## TASK TO CARRY OUT
Render the listing below as a Markdown table with two columns, Row and Line, numbering each line and omitting any blank lines.

## SOURCE MATERIAL
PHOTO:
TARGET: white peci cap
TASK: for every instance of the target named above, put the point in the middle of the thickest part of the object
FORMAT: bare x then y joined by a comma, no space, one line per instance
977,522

## RESPONSE
| Row | Line |
|---|---|
| 1 | PHOTO: |
| 2 | TARGET: white peci cap |
| 3 | TASK: for every instance of the target named above, put the point in the middle of the thickest part of the object |
| 4 | FORMAT: bare x then y joined by a comma, no space, one line per instance |
| 5 | 977,522 |